(Object position labeling items)
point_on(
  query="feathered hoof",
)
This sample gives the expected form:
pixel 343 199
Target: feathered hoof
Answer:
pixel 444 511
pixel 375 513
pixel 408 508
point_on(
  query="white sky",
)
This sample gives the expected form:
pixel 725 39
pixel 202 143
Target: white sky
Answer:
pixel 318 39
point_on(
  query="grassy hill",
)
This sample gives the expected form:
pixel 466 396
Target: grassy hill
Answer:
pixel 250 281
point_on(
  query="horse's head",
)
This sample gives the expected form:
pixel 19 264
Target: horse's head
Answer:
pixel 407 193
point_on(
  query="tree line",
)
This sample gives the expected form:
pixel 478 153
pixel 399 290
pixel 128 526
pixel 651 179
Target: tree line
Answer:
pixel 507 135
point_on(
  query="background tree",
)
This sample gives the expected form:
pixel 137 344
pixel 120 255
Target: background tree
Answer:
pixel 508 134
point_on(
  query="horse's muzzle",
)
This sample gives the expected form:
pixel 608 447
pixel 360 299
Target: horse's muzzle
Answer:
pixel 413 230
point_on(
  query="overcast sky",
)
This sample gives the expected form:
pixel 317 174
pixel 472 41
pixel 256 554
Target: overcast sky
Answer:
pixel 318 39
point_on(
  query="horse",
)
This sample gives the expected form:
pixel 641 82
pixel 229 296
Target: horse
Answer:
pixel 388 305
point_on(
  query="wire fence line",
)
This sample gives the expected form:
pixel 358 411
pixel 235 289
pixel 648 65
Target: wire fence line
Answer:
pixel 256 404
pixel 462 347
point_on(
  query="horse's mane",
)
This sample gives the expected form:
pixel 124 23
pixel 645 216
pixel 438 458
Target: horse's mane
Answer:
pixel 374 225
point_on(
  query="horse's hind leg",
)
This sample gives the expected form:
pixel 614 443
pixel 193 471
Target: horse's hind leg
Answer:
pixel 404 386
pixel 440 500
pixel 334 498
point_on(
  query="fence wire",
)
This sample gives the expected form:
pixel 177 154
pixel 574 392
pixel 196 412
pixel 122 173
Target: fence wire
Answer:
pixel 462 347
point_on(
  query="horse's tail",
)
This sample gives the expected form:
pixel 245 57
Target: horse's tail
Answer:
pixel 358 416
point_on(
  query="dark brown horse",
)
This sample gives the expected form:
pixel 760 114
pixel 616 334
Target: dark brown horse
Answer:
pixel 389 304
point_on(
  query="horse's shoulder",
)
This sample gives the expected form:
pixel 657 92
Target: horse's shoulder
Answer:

[To do] Please format the items as a Markdown table with the columns Row and Line, giving each nonblank line a numbered row. Begin at the first line of the items and stop after the line that has "pixel 407 193".

[Full solution]
| Row | Line |
|---|---|
| 1 | point_on( |
| 2 |   query="feathered hoof", |
| 3 | ) |
| 4 | This sample gives the expected form: |
| 5 | pixel 343 199 |
| 6 | Target: feathered hoof |
| 7 | Answer: |
| 8 | pixel 444 511 |
| 9 | pixel 375 513 |
| 10 | pixel 408 508 |
| 11 | point_on( |
| 12 |   query="white sky", |
| 13 | ) |
| 14 | This sample gives the expected form: |
| 15 | pixel 725 39 |
| 16 | pixel 202 143 |
| 17 | Target: white sky |
| 18 | Answer: |
| 19 | pixel 318 39 |
| 20 | point_on( |
| 21 |   query="grassy hill", |
| 22 | ) |
| 23 | This sample gives the expected form: |
| 24 | pixel 466 396 |
| 25 | Target: grassy hill |
| 26 | Answer: |
| 27 | pixel 250 281 |
| 28 | point_on( |
| 29 |   query="horse's head", |
| 30 | ) |
| 31 | This sample gives the expected form: |
| 32 | pixel 19 264 |
| 33 | Target: horse's head |
| 34 | Answer: |
| 35 | pixel 407 193 |